Excerpt from a dataset:
⟨

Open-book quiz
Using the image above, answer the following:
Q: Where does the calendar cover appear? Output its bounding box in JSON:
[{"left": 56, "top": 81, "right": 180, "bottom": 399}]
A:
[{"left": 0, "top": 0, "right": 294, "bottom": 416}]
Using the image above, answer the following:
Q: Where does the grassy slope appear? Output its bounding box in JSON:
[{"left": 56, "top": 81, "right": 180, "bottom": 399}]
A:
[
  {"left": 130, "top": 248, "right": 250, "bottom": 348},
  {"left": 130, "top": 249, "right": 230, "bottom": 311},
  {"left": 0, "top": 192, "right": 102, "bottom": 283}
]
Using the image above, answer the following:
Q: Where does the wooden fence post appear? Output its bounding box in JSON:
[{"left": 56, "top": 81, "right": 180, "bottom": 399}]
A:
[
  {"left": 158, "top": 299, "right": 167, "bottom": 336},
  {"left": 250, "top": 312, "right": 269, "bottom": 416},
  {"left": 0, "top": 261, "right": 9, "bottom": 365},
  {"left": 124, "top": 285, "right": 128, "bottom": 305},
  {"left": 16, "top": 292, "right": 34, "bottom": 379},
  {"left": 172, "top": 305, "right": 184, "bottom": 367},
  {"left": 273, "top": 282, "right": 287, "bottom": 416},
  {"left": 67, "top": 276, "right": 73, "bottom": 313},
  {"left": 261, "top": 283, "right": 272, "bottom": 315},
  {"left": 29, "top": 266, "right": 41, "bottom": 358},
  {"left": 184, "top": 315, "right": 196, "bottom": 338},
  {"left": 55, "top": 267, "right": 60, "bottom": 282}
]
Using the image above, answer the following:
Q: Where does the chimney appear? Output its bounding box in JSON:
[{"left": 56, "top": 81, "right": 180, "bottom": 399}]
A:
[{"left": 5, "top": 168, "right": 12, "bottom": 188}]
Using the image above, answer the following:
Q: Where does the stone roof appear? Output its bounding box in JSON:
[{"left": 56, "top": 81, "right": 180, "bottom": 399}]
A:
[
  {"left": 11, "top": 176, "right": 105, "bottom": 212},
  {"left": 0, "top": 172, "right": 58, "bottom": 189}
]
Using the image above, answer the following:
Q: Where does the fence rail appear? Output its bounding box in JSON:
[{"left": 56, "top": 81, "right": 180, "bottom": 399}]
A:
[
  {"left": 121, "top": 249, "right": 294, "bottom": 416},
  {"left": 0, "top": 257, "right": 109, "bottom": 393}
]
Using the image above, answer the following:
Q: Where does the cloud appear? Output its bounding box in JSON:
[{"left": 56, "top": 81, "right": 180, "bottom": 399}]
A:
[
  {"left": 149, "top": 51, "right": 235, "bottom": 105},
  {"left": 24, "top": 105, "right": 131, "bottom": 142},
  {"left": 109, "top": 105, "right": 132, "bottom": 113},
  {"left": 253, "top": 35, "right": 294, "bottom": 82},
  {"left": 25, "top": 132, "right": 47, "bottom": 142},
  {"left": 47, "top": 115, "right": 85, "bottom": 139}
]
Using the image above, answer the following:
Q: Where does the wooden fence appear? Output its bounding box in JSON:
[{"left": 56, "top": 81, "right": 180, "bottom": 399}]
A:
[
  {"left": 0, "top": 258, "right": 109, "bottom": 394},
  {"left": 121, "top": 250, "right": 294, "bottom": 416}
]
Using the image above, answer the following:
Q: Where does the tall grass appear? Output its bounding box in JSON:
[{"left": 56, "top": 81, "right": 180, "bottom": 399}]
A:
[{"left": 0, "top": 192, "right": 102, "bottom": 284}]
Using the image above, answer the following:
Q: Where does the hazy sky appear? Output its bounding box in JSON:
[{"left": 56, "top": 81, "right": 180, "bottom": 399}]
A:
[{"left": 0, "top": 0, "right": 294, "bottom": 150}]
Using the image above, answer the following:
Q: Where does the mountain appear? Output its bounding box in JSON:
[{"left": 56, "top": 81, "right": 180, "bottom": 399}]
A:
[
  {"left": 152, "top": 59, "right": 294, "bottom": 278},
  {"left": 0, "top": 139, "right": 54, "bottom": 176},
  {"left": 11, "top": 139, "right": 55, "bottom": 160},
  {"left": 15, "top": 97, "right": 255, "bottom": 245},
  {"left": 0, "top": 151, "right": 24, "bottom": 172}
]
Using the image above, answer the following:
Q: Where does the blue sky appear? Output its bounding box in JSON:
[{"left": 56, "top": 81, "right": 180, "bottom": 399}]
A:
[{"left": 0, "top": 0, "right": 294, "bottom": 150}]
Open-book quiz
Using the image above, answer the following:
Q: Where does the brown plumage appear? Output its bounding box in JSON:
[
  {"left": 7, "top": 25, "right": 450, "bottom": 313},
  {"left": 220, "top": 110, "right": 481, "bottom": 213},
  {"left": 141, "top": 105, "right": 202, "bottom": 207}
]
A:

⟩

» **WHAT TO PRODUCE**
State how many lines of the listing above contain the word "wooden". Give only the number.

» **THE OUTPUT**
2